§ **WHAT YOU WILL DO**
Write out the whole listing word for word.

-- BEGIN INPUT MATERIAL --

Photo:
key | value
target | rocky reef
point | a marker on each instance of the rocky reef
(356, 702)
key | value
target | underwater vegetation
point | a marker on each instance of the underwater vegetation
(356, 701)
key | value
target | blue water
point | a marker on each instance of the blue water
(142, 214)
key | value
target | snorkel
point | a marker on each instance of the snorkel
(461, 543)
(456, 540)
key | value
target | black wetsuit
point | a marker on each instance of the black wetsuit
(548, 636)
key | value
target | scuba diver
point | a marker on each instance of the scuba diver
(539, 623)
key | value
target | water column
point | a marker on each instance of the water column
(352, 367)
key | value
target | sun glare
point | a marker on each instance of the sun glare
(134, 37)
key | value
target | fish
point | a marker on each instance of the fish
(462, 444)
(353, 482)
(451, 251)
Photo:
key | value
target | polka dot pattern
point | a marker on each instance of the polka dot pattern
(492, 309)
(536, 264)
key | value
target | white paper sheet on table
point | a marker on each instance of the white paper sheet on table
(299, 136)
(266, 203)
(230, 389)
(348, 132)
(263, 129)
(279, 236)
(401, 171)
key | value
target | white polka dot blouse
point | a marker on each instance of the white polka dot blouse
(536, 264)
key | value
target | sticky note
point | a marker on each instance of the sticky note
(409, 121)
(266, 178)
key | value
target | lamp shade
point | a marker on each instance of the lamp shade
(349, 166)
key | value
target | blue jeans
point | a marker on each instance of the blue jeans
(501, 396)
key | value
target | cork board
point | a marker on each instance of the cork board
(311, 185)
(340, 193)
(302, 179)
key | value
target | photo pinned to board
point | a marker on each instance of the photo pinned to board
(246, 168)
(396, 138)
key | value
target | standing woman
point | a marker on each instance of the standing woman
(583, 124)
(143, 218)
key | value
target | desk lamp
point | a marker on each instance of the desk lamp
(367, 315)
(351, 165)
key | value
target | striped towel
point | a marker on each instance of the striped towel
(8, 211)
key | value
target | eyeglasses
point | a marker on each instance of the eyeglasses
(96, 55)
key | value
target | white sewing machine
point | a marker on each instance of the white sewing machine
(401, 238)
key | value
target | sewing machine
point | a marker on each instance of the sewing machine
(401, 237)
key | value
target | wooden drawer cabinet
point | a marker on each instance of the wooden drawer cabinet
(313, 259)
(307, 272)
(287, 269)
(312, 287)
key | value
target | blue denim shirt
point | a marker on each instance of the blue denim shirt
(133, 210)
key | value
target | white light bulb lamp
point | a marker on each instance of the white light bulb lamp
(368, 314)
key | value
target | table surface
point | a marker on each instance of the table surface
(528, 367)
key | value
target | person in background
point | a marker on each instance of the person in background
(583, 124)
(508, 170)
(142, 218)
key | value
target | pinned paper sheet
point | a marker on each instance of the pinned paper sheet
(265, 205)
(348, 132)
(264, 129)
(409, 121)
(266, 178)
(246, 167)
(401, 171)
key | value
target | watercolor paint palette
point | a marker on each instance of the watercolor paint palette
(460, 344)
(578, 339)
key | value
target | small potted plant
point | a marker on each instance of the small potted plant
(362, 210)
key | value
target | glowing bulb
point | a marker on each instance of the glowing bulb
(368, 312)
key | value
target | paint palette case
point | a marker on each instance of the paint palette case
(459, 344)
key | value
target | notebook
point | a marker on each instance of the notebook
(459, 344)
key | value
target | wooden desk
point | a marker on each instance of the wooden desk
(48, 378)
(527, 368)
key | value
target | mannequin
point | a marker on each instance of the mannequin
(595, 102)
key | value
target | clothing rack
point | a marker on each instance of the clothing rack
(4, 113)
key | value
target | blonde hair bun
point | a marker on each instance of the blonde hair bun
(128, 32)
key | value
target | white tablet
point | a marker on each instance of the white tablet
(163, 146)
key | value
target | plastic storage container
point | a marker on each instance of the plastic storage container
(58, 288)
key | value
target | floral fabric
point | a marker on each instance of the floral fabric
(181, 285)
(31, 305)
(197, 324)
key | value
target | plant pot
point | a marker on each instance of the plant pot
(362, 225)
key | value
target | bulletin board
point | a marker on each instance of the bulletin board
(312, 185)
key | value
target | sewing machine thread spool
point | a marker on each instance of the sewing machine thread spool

-- END INPUT MATERIAL --

§ **WORKED ANSWER**
Photo:
key | value
target | rocky reef
point | a marker on each instance of the rocky reef
(356, 702)
key | value
target | underwater vegetation
point | a marker on each instance of the underwater vegetation
(356, 701)
key | value
target | blue water
point | a marker on each instance of the blue water
(142, 214)
key | value
target | snorkel
point | a marker on each instance of the snorkel
(461, 543)
(456, 540)
key | value
target | black wetsuit
point | a marker on each instance of the black wetsuit
(548, 636)
key | value
target | scuba diver
point | a marker on each instance of the scuba diver
(539, 623)
key | value
target | water column
point | a marker on each instance of the water column
(352, 367)
key | value
target | sun glare
point | a marker on each instance of the sun glare
(134, 37)
key | value
target | fish
point | a marker on each instance of the fish
(462, 444)
(353, 482)
(451, 251)
Photo:
key | value
target | polka dot pattern
point | a marker on each instance of the polka dot pattern
(492, 309)
(536, 264)
key | value
target | white paper sheet on table
point | a marker on each instance of the white paper sheet on table
(299, 136)
(266, 203)
(230, 389)
(348, 132)
(263, 129)
(279, 236)
(401, 171)
key | value
target | white polka dot blouse
point | a marker on each instance of the white polka dot blouse
(536, 264)
key | value
target | sticky note
point | a marker on each instance of the sticky note
(409, 121)
(266, 178)
key | value
target | lamp shade
point | a marker on each instance of the lamp shade
(349, 166)
key | value
target | blue jeans
point | a marker on each instance of the blue jeans
(501, 396)
key | value
target | cork board
point | a marker on each instance of the cork board
(311, 185)
(340, 193)
(302, 179)
key | value
target | photo pinned to board
point | a marker on each instance of the photo pinned to board
(246, 168)
(396, 138)
key | value
target | standing woman
point | a marker on each instance of the standing woman
(583, 124)
(143, 218)
key | value
target | desk lamp
point | a marker on each instance of the desk lamp
(367, 315)
(351, 165)
key | value
target | striped towel
point | a marker on each instance of the striped towel
(8, 211)
key | value
target | eyeglasses
point | a marker on each instance of the eyeglasses
(96, 55)
key | value
target | white sewing machine
point | a marker on each instance of the white sewing machine
(401, 238)
key | value
target | sewing machine
point | a marker on each instance of the sewing machine
(401, 237)
key | value
target | wooden drawer cabinet
point | a marker on each instance of the wooden drawer cabinet
(313, 259)
(307, 272)
(287, 269)
(312, 287)
key | value
target | blue denim shirt
point | a marker on each instance of the blue denim shirt
(133, 210)
key | value
target | white light bulb lamp
point | a marker on each instance of the white light bulb lamp
(368, 314)
key | value
target | table surface
point | a marker on each instance of the table surface
(528, 367)
key | value
target | person in background
point | a marker on each instance of the person in background
(583, 124)
(508, 170)
(142, 218)
key | value
target | pinned paper sheet
point | a marker on each instance of the pinned paper sheet
(265, 205)
(348, 132)
(264, 129)
(409, 121)
(266, 178)
(246, 167)
(401, 171)
key | value
target | watercolor paint palette
point | a marker on each instance of the watercolor paint palette
(460, 344)
(578, 339)
key | value
target | small potted plant
point | a marker on each instance of the small potted plant
(362, 210)
key | value
target | glowing bulb
point | a marker on each instance of the glowing bulb
(368, 312)
key | value
target | paint palette case
point | a marker on each instance of the paint palette case
(459, 344)
key | value
target | notebook
point | a marker on each instance of the notebook
(459, 344)
key | value
target | wooden desk
point | a marker on each instance of the wooden desk
(48, 378)
(527, 368)
key | value
target | mannequin
point | a marker on each instance of the mannequin
(595, 102)
key | value
target | clothing rack
point | a marker on each instance of the clothing rack
(4, 113)
key | value
target | blonde hair bun
point | a marker on each instance of the blonde hair bun
(128, 32)
key | value
target | white tablet
point | a marker on each instance of the white tablet
(163, 146)
key | value
target | plastic storage container
point | a marker on each instance of the plastic storage container
(58, 288)
key | value
target | floral fabric
point | a marker on each instance of the floral fabric
(181, 285)
(31, 305)
(197, 324)
key | value
target | plant pot
point | a marker on each instance of the plant pot
(362, 225)
key | value
target | bulletin board
point | a marker on each instance of the bulletin board
(312, 185)
key | value
target | sewing machine thread spool
point | a marker on each instance of the sewing machine thread spool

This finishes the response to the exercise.